• What is needed:
Transcribe the stretch of entries below from the line with "Target: cloud" through the line with "Target: tree trunk", exactly and with both ends included; leave out all other lines.

• Data extracts:
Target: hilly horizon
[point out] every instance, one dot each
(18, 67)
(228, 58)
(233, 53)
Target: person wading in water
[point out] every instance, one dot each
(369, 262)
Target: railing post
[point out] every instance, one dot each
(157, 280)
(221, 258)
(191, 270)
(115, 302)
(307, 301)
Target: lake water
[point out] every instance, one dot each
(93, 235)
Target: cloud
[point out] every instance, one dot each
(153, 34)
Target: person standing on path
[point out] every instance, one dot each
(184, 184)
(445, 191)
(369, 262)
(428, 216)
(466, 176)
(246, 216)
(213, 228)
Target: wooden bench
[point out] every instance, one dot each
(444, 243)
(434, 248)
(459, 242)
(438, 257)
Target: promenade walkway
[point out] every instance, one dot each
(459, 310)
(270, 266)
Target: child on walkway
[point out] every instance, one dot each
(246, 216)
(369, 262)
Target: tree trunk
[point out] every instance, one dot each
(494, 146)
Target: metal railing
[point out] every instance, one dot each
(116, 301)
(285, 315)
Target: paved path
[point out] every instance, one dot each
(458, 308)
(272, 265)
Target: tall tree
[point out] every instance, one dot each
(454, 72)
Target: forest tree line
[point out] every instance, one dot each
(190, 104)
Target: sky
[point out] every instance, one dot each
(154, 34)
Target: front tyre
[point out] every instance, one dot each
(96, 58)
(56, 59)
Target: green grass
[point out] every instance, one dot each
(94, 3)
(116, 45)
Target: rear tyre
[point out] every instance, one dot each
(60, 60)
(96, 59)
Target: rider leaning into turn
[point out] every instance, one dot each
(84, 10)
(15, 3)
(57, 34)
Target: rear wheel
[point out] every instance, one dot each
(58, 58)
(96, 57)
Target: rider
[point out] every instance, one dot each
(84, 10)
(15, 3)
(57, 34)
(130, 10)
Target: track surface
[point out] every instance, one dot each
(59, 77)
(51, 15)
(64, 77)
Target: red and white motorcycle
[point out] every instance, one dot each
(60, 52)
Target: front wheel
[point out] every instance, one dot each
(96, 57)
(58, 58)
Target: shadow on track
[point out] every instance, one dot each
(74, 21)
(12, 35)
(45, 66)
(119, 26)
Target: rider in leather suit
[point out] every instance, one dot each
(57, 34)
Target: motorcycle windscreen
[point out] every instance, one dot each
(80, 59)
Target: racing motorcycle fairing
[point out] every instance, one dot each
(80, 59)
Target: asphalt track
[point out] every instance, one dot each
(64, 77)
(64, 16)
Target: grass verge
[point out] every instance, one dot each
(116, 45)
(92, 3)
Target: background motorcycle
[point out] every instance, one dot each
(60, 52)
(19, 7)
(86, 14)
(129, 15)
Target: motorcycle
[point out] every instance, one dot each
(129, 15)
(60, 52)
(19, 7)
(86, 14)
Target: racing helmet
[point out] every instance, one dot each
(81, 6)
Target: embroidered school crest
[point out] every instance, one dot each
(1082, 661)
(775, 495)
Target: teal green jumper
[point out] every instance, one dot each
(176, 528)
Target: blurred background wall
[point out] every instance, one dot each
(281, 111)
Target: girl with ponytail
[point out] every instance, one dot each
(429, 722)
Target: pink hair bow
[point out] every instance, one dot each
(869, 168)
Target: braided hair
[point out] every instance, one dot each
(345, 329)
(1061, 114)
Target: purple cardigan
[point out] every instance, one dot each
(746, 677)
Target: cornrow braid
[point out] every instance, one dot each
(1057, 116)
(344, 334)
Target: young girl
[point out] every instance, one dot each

• Response to this exercise:
Target: cloud
[point out] every instance, one dot each
(153, 34)
Target: person standing on path
[point out] every instance, one dot each
(184, 184)
(445, 191)
(369, 262)
(428, 216)
(466, 176)
(246, 216)
(213, 228)
Target: wooden bench
[point out] every instance, one dot each
(444, 243)
(434, 248)
(459, 242)
(438, 257)
Target: promenade walkway
[point out] every instance, one dot each
(459, 310)
(270, 266)
Target: child on walkway
[point out] every instance, one dot each
(246, 216)
(369, 262)
Target: tree trunk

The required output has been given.